__Lesetext__
★ ★ ★
Schon der Regierungschef selbst ist in seinem am Donnerstag vorgelegten Fortschrittsbericht alles andere als enthusiastisch bezüglich dessen, was in dem einen Jahr erreicht wurde. Verbesserungen bei Wohnsituation, Gesundheit und Sicherheit seien feststellbar, so der Sozialdemokrat. Was in Jahrzehnten schief gelaufen sei oder versäumt wurde, könne jedoch »nicht über Nacht behoben werden«.

Bereits im Vorfeld des Reports hatte es teils heftige Kritik von Fachleuten und Aboriginesvertretern gegeben. Michael Mansell, Leiter des Aboriginal Centre auf der Insel Tasmanien und bekannt für klare Worte, kritisierte den Premier: »Es gibt keine Landrechte für die Enteigneten, keine Entschädigung für die Mitglieder der gestohlenen Generationen, keine Verbesserung im Gesundheitsbereich, und die Zahl der Ureinwohner in den Gefängnissen wächst weiter.«

So ist es der Regierung nicht gelungen, die Schere bei der Lebenserwartung zu verringern, die bei Ureinwohnern um 17 Jahre unter der von Weißen liegt. Auch im Bildungssektor hat es keine erkennbaren Fortschritte gegeben. Noel Pearson, ein Aborigines-Aktivist, erklärte, selbst in großen Städten könnten 15 Prozent der jungen Aborigines keine Bildungseinrichtung besuchen. In ländlichen Gegenden liege die Schulbesuchsrate sogar nur bei 30 bis 60 Prozent. Die wenig ehrgeizigen Ziele der Regierung besagen, den Bildungsrückstand zu weißen Kindern bei den Unter-Zwölfjährigen bis 2018 halbieren zu wollen.
★ ★ ★
__Auszüge der Einträge__
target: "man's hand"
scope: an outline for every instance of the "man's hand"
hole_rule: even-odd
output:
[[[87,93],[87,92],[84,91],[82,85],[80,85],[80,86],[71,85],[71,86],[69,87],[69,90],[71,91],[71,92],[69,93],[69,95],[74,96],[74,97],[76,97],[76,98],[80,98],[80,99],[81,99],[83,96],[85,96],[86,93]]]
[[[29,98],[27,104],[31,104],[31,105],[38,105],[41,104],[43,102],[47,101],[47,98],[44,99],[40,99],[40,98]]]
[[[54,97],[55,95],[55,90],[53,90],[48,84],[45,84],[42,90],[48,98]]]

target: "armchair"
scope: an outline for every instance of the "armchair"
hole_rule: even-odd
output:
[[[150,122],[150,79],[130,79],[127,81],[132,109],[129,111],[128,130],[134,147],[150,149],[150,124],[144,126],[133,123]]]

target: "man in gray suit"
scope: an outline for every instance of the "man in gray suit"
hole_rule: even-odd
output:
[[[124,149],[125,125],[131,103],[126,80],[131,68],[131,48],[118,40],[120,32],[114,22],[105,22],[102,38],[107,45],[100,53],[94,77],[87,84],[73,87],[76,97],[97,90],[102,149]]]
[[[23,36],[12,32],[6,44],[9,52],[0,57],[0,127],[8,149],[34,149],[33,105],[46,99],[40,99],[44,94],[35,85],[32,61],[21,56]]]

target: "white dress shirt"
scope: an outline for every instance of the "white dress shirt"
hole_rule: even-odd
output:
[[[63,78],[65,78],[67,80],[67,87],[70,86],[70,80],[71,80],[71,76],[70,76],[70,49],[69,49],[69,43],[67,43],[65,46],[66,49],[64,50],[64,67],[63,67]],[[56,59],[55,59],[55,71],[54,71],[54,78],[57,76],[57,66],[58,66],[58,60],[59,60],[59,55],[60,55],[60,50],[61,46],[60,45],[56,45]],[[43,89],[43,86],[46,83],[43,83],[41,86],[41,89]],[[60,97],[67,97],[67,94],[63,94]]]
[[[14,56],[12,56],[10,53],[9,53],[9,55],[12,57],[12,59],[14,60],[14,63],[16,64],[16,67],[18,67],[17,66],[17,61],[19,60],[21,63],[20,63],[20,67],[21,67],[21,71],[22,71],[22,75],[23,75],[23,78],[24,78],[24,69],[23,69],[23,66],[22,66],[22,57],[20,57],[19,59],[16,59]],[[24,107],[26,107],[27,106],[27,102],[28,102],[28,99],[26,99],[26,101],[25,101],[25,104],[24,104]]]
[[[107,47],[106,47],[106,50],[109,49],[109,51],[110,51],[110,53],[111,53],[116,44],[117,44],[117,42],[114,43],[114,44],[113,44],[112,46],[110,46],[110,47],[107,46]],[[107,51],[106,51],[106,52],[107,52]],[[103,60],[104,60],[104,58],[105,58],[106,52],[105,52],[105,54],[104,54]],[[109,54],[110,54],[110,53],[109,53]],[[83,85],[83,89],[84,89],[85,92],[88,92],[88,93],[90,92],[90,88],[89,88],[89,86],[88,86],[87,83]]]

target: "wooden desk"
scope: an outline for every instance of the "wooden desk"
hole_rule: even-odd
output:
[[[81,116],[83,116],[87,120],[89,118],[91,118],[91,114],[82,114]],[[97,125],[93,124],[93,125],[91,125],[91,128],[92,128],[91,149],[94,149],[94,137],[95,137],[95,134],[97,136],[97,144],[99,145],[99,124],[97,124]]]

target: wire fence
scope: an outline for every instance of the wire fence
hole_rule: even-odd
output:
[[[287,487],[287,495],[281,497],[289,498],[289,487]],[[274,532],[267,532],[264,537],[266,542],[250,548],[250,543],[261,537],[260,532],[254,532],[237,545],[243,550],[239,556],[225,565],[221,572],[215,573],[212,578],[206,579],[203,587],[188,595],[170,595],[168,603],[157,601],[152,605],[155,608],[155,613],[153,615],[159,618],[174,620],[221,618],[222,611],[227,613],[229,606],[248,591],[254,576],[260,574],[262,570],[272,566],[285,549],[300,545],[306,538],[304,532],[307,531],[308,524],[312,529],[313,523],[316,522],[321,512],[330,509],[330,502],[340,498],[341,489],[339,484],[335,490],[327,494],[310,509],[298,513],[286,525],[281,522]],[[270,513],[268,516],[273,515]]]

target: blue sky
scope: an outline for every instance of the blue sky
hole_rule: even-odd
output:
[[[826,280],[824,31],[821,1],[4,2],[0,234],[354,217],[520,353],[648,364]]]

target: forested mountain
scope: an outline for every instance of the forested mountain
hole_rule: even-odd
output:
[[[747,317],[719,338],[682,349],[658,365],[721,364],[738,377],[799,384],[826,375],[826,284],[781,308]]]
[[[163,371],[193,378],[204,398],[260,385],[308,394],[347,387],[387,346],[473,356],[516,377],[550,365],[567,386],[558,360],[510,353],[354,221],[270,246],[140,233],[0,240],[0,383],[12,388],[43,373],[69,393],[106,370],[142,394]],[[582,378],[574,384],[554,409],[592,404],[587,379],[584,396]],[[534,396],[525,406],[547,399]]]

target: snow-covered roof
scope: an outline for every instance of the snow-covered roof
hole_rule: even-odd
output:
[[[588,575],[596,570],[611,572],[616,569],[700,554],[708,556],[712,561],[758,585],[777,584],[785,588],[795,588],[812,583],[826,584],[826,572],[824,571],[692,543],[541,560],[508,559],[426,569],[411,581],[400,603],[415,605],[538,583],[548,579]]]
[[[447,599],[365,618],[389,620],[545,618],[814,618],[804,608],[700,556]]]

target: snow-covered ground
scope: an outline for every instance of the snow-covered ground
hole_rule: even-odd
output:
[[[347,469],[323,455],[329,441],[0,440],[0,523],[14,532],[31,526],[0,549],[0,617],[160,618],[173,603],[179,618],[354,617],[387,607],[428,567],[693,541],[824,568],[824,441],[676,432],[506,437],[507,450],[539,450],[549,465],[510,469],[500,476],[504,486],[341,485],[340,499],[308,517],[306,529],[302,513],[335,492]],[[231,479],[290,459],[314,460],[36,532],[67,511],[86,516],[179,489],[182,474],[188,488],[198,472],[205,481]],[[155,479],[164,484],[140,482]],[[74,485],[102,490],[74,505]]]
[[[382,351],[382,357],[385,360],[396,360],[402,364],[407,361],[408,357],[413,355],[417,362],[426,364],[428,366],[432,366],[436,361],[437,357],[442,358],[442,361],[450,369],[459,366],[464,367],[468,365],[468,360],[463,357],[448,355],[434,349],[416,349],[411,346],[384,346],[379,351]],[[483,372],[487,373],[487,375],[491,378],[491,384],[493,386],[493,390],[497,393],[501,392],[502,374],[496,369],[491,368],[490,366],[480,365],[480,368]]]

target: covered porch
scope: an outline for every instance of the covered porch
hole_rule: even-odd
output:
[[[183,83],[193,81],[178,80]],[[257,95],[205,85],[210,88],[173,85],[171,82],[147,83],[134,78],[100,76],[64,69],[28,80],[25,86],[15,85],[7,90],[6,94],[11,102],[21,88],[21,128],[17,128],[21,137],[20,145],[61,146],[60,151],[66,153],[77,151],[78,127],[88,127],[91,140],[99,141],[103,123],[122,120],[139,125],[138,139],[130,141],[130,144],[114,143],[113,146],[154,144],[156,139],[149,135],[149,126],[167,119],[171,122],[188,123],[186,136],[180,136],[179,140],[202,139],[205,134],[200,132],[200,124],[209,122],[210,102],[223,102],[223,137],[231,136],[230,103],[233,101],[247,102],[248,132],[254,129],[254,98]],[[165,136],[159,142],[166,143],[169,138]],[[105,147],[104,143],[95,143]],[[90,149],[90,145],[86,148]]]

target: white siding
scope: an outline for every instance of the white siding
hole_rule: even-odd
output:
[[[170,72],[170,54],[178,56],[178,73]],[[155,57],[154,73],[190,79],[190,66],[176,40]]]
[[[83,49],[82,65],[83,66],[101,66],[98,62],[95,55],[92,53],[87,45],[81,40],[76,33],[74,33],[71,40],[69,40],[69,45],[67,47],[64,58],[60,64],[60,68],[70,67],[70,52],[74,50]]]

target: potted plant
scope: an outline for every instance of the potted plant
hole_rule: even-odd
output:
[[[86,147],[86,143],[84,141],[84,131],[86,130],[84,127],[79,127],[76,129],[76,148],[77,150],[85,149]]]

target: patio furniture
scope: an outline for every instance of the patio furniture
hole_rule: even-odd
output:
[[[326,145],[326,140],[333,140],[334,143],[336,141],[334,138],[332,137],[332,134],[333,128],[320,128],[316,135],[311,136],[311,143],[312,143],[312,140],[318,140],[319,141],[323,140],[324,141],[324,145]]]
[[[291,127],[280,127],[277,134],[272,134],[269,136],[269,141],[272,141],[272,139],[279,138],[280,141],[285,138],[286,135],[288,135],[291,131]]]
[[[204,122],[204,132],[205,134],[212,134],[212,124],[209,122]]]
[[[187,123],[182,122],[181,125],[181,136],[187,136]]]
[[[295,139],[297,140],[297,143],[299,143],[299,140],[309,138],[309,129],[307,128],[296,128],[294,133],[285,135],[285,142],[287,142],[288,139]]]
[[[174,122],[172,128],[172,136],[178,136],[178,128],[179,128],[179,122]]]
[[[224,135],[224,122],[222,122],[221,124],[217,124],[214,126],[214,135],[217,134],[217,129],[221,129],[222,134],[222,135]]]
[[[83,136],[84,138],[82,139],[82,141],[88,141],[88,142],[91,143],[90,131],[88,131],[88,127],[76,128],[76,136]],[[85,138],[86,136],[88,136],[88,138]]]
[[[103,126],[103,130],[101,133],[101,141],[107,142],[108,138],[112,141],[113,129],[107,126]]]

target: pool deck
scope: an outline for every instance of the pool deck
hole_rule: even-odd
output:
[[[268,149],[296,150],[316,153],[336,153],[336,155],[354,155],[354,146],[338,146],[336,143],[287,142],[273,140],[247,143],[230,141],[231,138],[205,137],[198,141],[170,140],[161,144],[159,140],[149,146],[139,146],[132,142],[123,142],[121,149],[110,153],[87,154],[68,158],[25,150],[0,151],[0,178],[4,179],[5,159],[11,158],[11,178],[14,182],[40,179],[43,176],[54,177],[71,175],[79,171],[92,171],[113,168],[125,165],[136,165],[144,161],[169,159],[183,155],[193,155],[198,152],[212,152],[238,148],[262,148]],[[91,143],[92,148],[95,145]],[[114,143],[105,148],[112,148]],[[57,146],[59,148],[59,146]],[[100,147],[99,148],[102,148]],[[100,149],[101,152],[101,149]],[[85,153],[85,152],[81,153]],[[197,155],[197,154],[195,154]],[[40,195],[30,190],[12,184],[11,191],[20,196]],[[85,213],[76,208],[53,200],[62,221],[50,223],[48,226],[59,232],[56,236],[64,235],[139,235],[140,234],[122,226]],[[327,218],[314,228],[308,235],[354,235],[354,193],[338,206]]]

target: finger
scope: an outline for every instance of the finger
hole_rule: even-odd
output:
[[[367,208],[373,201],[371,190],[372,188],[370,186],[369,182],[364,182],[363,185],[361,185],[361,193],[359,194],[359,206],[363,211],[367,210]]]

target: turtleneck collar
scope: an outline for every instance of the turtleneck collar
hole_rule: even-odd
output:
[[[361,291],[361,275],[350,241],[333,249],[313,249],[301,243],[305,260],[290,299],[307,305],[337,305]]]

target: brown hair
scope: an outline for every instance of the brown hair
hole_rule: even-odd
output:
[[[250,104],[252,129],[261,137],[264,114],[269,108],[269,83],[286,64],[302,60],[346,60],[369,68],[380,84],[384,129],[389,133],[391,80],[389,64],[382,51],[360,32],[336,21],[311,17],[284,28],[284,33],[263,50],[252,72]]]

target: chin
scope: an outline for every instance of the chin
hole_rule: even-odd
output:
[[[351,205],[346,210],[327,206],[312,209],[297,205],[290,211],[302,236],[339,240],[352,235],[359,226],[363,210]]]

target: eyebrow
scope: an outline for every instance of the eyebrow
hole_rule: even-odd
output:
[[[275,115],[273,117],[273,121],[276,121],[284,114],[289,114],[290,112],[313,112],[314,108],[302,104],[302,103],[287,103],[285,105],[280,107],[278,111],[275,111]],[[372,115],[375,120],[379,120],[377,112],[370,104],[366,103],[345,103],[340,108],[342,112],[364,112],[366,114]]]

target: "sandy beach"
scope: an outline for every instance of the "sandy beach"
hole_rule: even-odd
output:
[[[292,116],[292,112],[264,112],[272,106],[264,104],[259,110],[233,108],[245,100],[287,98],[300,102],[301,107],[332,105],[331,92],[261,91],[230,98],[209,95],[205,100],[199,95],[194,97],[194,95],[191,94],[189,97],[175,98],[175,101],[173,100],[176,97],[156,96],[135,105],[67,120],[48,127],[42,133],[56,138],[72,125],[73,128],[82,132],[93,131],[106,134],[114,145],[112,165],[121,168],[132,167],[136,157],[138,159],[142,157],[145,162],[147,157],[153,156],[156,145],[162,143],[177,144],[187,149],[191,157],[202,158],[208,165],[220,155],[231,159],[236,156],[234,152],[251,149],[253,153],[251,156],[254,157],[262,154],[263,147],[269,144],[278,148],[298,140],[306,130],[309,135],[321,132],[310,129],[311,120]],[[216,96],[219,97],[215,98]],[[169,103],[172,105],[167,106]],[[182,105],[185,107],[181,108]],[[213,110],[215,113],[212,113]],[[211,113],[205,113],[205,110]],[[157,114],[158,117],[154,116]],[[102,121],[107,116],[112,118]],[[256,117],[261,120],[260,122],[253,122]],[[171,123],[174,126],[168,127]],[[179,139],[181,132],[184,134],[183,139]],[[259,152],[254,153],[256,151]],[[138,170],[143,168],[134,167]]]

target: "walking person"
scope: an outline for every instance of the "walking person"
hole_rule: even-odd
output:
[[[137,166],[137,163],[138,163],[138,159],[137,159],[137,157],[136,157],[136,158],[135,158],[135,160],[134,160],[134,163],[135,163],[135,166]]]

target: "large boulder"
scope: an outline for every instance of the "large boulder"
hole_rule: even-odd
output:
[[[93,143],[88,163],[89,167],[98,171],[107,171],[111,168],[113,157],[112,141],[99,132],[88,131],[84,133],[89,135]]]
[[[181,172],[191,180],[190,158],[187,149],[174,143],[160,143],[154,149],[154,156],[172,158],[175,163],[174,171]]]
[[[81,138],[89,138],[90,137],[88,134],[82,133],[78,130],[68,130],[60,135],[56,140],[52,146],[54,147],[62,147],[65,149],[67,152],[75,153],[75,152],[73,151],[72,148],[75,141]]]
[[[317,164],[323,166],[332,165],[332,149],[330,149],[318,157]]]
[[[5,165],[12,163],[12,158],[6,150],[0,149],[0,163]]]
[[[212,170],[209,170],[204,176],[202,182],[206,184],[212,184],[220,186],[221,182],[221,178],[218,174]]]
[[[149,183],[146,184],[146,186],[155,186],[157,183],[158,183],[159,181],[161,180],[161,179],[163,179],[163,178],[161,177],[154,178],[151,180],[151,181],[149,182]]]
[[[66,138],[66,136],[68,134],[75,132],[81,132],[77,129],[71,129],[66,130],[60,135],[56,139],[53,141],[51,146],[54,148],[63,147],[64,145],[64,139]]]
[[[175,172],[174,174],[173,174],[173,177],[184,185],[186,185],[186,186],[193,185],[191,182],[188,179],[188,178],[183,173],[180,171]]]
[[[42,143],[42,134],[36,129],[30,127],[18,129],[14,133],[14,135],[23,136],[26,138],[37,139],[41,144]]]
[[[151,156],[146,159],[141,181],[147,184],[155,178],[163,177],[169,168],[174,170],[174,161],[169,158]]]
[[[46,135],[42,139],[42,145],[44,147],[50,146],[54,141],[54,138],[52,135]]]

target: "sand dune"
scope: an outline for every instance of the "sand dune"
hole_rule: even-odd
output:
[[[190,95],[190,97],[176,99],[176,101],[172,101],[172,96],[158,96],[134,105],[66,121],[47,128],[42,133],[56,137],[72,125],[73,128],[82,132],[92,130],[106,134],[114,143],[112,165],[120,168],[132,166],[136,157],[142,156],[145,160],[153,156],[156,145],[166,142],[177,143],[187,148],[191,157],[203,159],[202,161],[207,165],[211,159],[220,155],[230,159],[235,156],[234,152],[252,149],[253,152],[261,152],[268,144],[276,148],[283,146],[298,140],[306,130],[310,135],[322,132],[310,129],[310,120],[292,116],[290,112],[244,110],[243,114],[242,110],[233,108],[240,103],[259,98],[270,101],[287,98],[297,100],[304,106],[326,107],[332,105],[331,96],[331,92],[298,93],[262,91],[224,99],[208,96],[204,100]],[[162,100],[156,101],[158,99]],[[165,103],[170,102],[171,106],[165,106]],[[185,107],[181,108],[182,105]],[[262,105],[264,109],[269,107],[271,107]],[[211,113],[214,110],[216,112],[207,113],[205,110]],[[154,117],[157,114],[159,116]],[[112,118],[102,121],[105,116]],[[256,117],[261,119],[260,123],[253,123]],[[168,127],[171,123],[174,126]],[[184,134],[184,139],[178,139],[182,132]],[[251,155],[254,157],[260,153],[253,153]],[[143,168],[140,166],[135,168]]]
★ ★ ★
__Aufgabe A__
Zitieren Sie aus dem Lesetext die Stelle zwischen „So ist es der“ und „halbieren zu wollen.“, beide eingeschlossen.
__Aufgabe B__
Zählen Sie die Zeilen der Einträge, in denen die Zeichenfolge „collar“ vorkommt. Nennen Sie nur die Zahl.

__Richtige Antwort A__
So ist es der Regierung nicht gelungen, die Schere bei der Lebenserwartung zu verringern, die bei Ureinwohnern um 17 Jahre unter der von Weißen liegt. Auch im Bildungssektor hat es keine erkennbaren Fortschritte gegeben. Noel Pearson, ein Aborigines-Aktivist, erklärte, selbst in großen Städten könnten 15 Prozent der jungen Aborigines keine Bildungseinrichtung besuchen. In ländlichen Gegenden liege die Schulbesuchsrate sogar nur bei 30 bis 60 Prozent. Die wenig ehrgeizigen Ziele der Regierung besagen, den Bildungsrückstand zu weißen Kindern bei den Unter-Zwölfjährigen bis 2018 halbieren zu wollen.

__Richtige Antwort B__
2